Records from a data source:
** START **
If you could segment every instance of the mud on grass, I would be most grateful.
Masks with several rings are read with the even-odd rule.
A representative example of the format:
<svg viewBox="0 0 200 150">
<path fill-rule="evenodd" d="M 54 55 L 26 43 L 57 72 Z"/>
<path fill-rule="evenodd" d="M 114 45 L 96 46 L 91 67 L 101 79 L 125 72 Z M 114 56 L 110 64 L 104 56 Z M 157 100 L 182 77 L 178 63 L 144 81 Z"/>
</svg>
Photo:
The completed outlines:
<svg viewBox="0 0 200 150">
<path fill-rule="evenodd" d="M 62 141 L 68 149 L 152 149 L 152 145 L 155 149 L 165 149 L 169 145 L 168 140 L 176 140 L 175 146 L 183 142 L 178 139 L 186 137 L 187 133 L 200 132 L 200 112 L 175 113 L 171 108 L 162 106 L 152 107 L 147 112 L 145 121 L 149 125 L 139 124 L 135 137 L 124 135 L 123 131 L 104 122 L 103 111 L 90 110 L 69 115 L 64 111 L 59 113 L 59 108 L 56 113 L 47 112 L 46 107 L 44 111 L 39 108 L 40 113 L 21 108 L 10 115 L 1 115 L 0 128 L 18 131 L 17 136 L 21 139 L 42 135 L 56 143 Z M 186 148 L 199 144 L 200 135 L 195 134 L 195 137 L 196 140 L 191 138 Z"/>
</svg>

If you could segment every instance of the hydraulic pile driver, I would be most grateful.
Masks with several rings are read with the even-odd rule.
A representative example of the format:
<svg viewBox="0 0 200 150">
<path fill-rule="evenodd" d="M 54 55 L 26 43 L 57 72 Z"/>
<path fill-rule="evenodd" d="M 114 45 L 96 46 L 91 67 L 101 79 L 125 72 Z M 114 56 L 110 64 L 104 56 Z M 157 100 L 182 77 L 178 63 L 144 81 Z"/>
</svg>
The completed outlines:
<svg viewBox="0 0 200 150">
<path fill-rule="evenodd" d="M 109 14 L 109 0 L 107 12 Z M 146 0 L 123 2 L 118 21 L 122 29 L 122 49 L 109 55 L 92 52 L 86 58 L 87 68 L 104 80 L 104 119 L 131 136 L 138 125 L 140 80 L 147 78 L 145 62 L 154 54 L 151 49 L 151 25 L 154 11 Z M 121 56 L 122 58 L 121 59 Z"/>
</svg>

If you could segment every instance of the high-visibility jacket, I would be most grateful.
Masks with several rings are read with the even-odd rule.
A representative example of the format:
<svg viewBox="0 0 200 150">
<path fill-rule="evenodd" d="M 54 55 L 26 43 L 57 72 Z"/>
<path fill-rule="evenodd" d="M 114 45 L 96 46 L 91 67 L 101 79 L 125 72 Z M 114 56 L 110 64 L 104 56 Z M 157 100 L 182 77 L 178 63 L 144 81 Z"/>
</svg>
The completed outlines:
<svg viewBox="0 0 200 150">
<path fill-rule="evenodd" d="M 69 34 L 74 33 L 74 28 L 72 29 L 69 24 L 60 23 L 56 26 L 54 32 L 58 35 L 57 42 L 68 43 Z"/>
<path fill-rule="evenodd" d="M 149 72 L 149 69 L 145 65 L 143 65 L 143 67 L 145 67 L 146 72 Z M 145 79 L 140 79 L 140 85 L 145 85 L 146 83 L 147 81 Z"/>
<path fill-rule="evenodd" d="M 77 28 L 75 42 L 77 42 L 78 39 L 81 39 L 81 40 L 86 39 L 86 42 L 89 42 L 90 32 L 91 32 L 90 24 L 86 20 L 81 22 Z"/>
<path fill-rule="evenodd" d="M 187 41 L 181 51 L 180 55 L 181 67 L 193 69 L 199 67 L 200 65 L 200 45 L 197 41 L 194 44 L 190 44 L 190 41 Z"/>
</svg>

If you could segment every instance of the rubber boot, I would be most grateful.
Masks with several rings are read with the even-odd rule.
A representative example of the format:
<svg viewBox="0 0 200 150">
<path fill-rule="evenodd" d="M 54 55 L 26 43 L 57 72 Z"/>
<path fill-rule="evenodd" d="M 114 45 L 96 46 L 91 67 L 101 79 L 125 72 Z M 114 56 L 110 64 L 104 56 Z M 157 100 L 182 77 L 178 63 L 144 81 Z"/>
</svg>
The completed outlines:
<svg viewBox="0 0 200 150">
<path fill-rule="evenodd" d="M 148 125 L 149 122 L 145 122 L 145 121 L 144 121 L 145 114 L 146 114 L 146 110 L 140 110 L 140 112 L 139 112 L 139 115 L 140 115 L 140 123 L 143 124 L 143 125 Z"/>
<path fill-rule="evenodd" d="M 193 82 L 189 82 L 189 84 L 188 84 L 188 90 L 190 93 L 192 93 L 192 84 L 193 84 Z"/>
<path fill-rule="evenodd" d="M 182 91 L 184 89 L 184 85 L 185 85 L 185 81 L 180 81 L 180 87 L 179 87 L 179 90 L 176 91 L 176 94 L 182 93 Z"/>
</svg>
** END **
**Job**
Repeat the material above in full, quoting it exactly.

**The completed task**
If you could segment every instance of the mud on grass, I would be most grateful.
Masks with several rings are read with the even-odd rule.
A representative example of the format:
<svg viewBox="0 0 200 150">
<path fill-rule="evenodd" d="M 54 55 L 26 43 L 57 72 Z"/>
<path fill-rule="evenodd" d="M 114 45 L 96 46 L 91 67 L 101 79 L 125 72 Z M 114 56 L 110 64 L 104 56 Z M 157 100 L 182 77 L 178 63 L 144 81 Z"/>
</svg>
Photo:
The completed outlines:
<svg viewBox="0 0 200 150">
<path fill-rule="evenodd" d="M 62 141 L 68 149 L 152 149 L 152 145 L 155 149 L 165 149 L 169 145 L 168 140 L 176 140 L 175 146 L 183 142 L 178 139 L 186 137 L 187 133 L 200 132 L 200 112 L 175 113 L 171 108 L 162 106 L 152 107 L 147 112 L 145 121 L 149 125 L 139 124 L 135 137 L 124 135 L 123 131 L 104 122 L 103 111 L 90 110 L 69 115 L 64 111 L 59 113 L 59 108 L 56 113 L 47 112 L 46 107 L 44 111 L 39 108 L 40 113 L 21 108 L 10 115 L 1 115 L 0 128 L 18 131 L 17 136 L 21 139 L 42 135 L 56 143 Z M 186 148 L 199 144 L 200 135 L 195 134 L 195 137 L 196 140 L 191 138 Z"/>
</svg>

If you could segment every instance of the hydraulic pile driver, I would be most grateful.
Masks with several rings are read with the even-odd rule.
A representative example of the format:
<svg viewBox="0 0 200 150">
<path fill-rule="evenodd" d="M 54 55 L 26 43 L 57 72 Z"/>
<path fill-rule="evenodd" d="M 114 45 L 96 46 L 91 67 L 101 79 L 125 72 Z M 114 56 L 110 64 L 104 56 Z M 157 100 L 182 77 L 178 63 L 144 81 Z"/>
</svg>
The completed outlines:
<svg viewBox="0 0 200 150">
<path fill-rule="evenodd" d="M 109 14 L 109 0 L 107 12 Z M 146 0 L 123 2 L 118 21 L 122 29 L 122 49 L 109 55 L 92 52 L 86 58 L 87 68 L 104 80 L 104 119 L 131 136 L 138 125 L 140 80 L 147 78 L 145 62 L 154 54 L 151 49 L 151 25 L 154 11 Z M 121 56 L 122 58 L 121 59 Z"/>
</svg>

If you could segment every instance of the high-visibility jacket, I would be most grateful.
Masks with several rings are read with the even-odd rule.
A representative example of the format:
<svg viewBox="0 0 200 150">
<path fill-rule="evenodd" d="M 54 55 L 26 43 L 57 72 Z"/>
<path fill-rule="evenodd" d="M 114 45 L 96 46 L 91 67 L 101 79 L 125 72 Z M 114 56 L 110 64 L 104 56 Z M 157 100 L 182 77 L 178 63 L 144 81 Z"/>
</svg>
The completed outlines:
<svg viewBox="0 0 200 150">
<path fill-rule="evenodd" d="M 69 34 L 74 33 L 74 28 L 72 29 L 69 24 L 60 23 L 56 26 L 54 32 L 58 35 L 57 42 L 68 43 Z"/>
<path fill-rule="evenodd" d="M 149 72 L 149 69 L 145 65 L 143 65 L 143 67 L 145 67 L 146 72 Z M 145 79 L 140 79 L 140 85 L 145 85 L 146 83 L 147 81 Z"/>
<path fill-rule="evenodd" d="M 77 28 L 75 42 L 77 42 L 78 39 L 81 39 L 81 40 L 86 39 L 86 42 L 89 42 L 90 32 L 91 32 L 90 24 L 86 20 L 81 22 Z"/>
<path fill-rule="evenodd" d="M 187 41 L 181 51 L 180 55 L 181 67 L 193 69 L 199 67 L 200 65 L 200 45 L 197 41 L 194 44 L 190 44 L 190 41 Z"/>
</svg>

If you could segment every instance of the rubber boot, I would be most grateful.
Masks with several rings are read with the even-odd rule.
A representative example of the format:
<svg viewBox="0 0 200 150">
<path fill-rule="evenodd" d="M 54 55 L 26 43 L 57 72 Z"/>
<path fill-rule="evenodd" d="M 114 45 L 96 46 L 91 67 L 101 79 L 125 72 Z M 114 56 L 110 64 L 104 56 Z M 157 100 L 182 77 L 178 63 L 144 81 Z"/>
</svg>
The completed outlines:
<svg viewBox="0 0 200 150">
<path fill-rule="evenodd" d="M 148 125 L 149 122 L 145 122 L 145 121 L 144 121 L 145 114 L 146 114 L 146 110 L 140 110 L 140 112 L 139 112 L 139 115 L 140 115 L 140 123 L 143 124 L 143 125 Z"/>
<path fill-rule="evenodd" d="M 193 82 L 189 82 L 189 84 L 188 84 L 188 90 L 190 93 L 192 93 L 192 84 L 193 84 Z"/>
<path fill-rule="evenodd" d="M 182 91 L 184 89 L 184 85 L 185 85 L 185 81 L 180 81 L 180 87 L 179 87 L 179 90 L 176 91 L 176 94 L 182 93 Z"/>
</svg>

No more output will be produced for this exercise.